Required task 1:
Answer these questions from the transcript:
(a) In which state did the host cross the continental divide?
(b) In what decade did the first major wave of Jews come to Nashua?
(c) For how many years has Jon Spira-Savett lived in Nashua and worked for the synagogue?
Required task 2: Please list every frustration the host names about driving through New England in the transcript.
Required task 3: Reproduce word for word the stretch of the transcript from "(Regan) The story" through "rabbi, Jon Spira-Savett.".

Extract:
::::
New Hampshire: Live Free or Dayenu-Transcript

This is the episode transcript. You can listen to the episode here.

(Intro) Welcome to American Rabbi Project. The podcast about American Judaism from the perspective of rabbis across the country. I’m Justin Regan.

(Justin Regan) There were certain moments on the road trip when the magnitude of how much I was traveling really hit me. Like when I crossed the continental divide in Colorado and realized, geologically speaking, I was now on the other side of the continent. Like when I was in Montana. Being that far north in a flat land with big sky made it feel like I was on the ceiling of the country. Or when I would reach bodies of water that had always been so prominent on the maps I’d seen growing up. This feeling of awe popped up from time to time on the trip, but it was with me almost the whole time I was in New England. 

(Regan) It’s where I have relatives on both sides of my family and I’ve been there a lot over the years. That made it quite something to drive to the place I had flown to in my youth. This experience of constant nostalgia and reunion with family more then made up for how truly frustrating it is to drive through New England. The confusing roads, the hectic roundabouts, the weirdly angled turns and the hell of navigating streets whose name changes every ten feet! I guess I could have tried to tie this into how driving in New England is a lot like life, but I get too worked up thinking about it. So let’s just say I hated the roads. But it was nice to be back. 

Episode 7 New Hampshire: Live Free or Dayenu 

(Regan) The story of the Jews of Nashua, New Hampshire is similar to that of most non-Boston New England towns. The first major wave came in the 1880’s and these days Jews have spread out from the old neighborhoods. And the community’s numbers are bolstered by a lot of Boston and New York ex-pats. Being a medium-sized city, Nashua can be an epicenter for Jewish life many miles around. And one of the places in that epicenter is the Conservative Temple Beth Abraham and its rabbi, Jon Spira-Savett. 

(Rabbi Jon Spira-Savett) Hello, my name is Jon Spira-Savett. I am the rabbi surveying Temple Beth Abraham which is a Jewish community center in Nashua, New Hampshire. I lived here and worked for the synagogue for ten years.

(Regan) Spira-Savett likes being a rabbi for what he says is the ‘jack of all trades’ aspect which can include teaching, counseling and civic engagement. He even dabbles in internet education, having written articles for several Jewish publications and recorded videos on the topic.  

(Spira-Savett) Being in New Hampshire as the only rabbi in a certain radius and the only Jewish institution, I function as kind of a one man JCRC. I get to represent the community and even Israel out in the wider community. It’s also a chance to collaborate with other religious communities in a special way usually on social action or social justice projects.

(Regan) In another world, Spira-Savett could have been living in a much more Jewish place. Like Israel. It’s where he spent a year of college, and went to rabbinical school. At one point, he even considered himself Israeli and not American. But that perception changed when he returned to the U.S. 

(Spira-Savett) I just realized both how much I loved America and how American I was. How natural I felt here relatively. And I think the way in which we can be Jewish here is really infused with the best of America in terms of democratic values, and being able to see ourselves stretched by our interactions with all kinds of different cultures and faiths.
::::
Data excerpts:
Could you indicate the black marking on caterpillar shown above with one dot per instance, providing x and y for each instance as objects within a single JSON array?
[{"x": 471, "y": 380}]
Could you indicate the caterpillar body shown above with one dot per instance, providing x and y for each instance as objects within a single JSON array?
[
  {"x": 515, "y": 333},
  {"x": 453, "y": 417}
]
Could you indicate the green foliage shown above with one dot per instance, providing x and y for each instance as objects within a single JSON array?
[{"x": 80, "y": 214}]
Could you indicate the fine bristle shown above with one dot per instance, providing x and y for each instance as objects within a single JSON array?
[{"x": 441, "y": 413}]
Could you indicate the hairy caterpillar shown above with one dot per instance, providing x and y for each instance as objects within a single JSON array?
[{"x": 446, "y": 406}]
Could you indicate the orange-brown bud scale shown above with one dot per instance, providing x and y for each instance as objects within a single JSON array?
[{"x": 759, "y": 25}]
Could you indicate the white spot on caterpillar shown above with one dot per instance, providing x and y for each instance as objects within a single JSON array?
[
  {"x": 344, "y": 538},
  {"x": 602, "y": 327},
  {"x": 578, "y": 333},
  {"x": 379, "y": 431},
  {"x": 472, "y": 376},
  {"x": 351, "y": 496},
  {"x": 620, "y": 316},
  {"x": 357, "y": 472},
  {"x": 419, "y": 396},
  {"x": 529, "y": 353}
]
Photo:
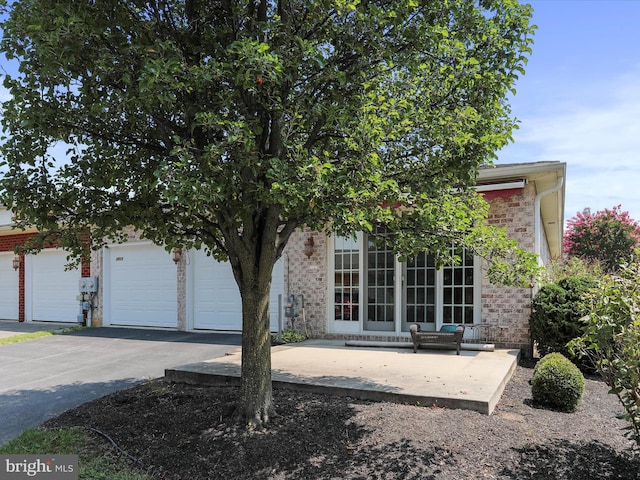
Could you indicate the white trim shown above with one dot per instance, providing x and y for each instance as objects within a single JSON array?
[
  {"x": 339, "y": 326},
  {"x": 357, "y": 328},
  {"x": 500, "y": 186}
]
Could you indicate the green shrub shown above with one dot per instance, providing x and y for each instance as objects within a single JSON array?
[
  {"x": 612, "y": 341},
  {"x": 557, "y": 383},
  {"x": 556, "y": 311},
  {"x": 289, "y": 336}
]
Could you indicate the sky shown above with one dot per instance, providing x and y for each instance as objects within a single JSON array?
[{"x": 579, "y": 101}]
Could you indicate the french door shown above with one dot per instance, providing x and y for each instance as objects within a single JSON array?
[{"x": 374, "y": 292}]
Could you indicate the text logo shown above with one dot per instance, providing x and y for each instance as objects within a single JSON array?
[{"x": 49, "y": 467}]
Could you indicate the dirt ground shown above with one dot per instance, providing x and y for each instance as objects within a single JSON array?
[{"x": 183, "y": 432}]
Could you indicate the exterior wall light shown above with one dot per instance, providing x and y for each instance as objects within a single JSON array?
[{"x": 308, "y": 246}]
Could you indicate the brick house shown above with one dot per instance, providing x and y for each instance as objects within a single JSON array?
[
  {"x": 143, "y": 285},
  {"x": 35, "y": 287},
  {"x": 526, "y": 199}
]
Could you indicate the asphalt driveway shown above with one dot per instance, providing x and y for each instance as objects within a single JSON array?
[{"x": 42, "y": 378}]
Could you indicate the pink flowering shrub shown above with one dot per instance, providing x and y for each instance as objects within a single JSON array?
[{"x": 609, "y": 237}]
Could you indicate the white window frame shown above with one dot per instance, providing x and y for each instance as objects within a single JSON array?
[{"x": 357, "y": 327}]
::::
Worked solution 1:
(a) Colorado
(b) The 1880s
(c) Ten years

Worked solution 2:
- Confusing roads
- Hectic roundabouts
- Weirdly angled turns
- Navigating streets whose name changes every ten feet

Worked solution 3:
(Regan) The story of the Jews of Nashua, New Hampshire is similar to that of most non-Boston New England towns. The first major wave came in the 1880’s and these days Jews have spread out from the old neighborhoods. And the community’s numbers are bolstered by a lot of Boston and New York ex-pats. Being a medium-sized city, Nashua can be an epicenter for Jewish life many miles around. And one of the places in that epicenter is the Conservative Temple Beth Abraham and its rabbi, Jon Spira-Savett.